Jepsen: Kafka

2013-09-24

In the last Jepsen post, we learned about NuoDB. Now it’s time to switch gears and discuss Kafka. Up next: Cassandra.

Kafka is a messaging system which provides an immutable, linearizable, sharded log of messages. Throughput and storage capacity scale linearly with nodes, and thanks to some impressive engineering tricks, Kafka can push astonishingly high volume through each node; often saturating disk, network, or both. Consumers use Zookeeper to coordinate their reads over the message log, providing efficient at-least-once delivery–and some other nice properties, like replayability.

In the upcoming 0.8 release, Kafka is introducing a new feature: replication. Replication enhances the durability and availability of Kafka by duplicating each shard’s data across multiple nodes. In this post, we’ll explore how Kafka’s proposed replication system works, and see a new type of failure.

Here’s a slide from Jun Rao’s overview of the replication architecture. In the context of the CAP theorem, Kafka claims to provide both serializability and availability by sacrificing partition tolerance. Kafka can do this because LinkedIn’s brokers run in a datacenter, where partitions are rare.

Note that the claimed behavior isn’t impossible: Kafka could be a CP system, providing “bytewise identical replicas” and remaining available whenever, say, a majority of nodes are connected. It just can’t be fully available if a partition occurs. On the other hand, we saw that NuoDB, in purporting to refute the CAP theorem, actually sacrificed availability. What happens to Kafka during a network partition?

§ **Dataset excerpt**:
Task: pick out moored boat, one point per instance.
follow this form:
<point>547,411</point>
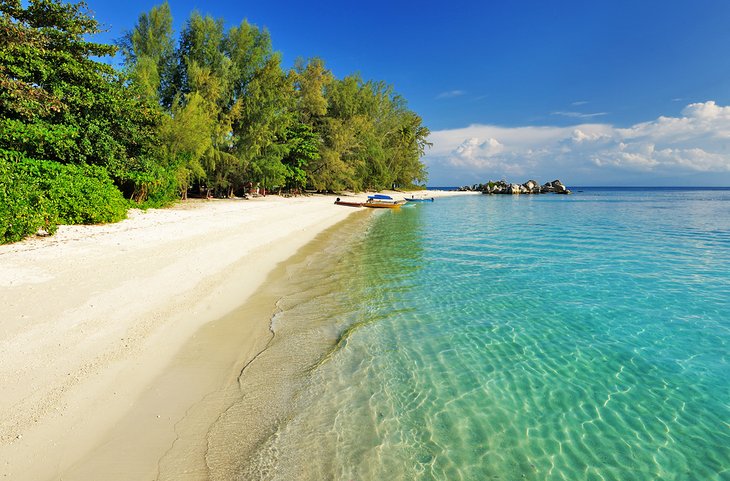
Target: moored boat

§ **Exercise requirements**: Reproduce the Kafka text above word for word, from its title through its final question.

§ **Exercise response**:
Jepsen: Kafka

2013-09-24

In the last Jepsen post, we learned about NuoDB. Now it’s time to switch gears and discuss Kafka. Up next: Cassandra.

Kafka is a messaging system which provides an immutable, linearizable, sharded log of messages. Throughput and storage capacity scale linearly with nodes, and thanks to some impressive engineering tricks, Kafka can push astonishingly high volume through each node; often saturating disk, network, or both. Consumers use Zookeeper to coordinate their reads over the message log, providing efficient at-least-once delivery–and some other nice properties, like replayability.

In the upcoming 0.8 release, Kafka is introducing a new feature: replication. Replication enhances the durability and availability of Kafka by duplicating each shard’s data across multiple nodes. In this post, we’ll explore how Kafka’s proposed replication system works, and see a new type of failure.

Here’s a slide from Jun Rao’s overview of the replication architecture. In the context of the CAP theorem, Kafka claims to provide both serializability and availability by sacrificing partition tolerance. Kafka can do this because LinkedIn’s brokers run in a datacenter, where partitions are rare.

Note that the claimed behavior isn’t impossible: Kafka could be a CP system, providing “bytewise identical replicas” and remaining available whenever, say, a majority of nodes are connected. It just can’t be fully available if a partition occurs. On the other hand, we saw that NuoDB, in purporting to refute the CAP theorem, actually sacrificed availability. What happens to Kafka during a network partition?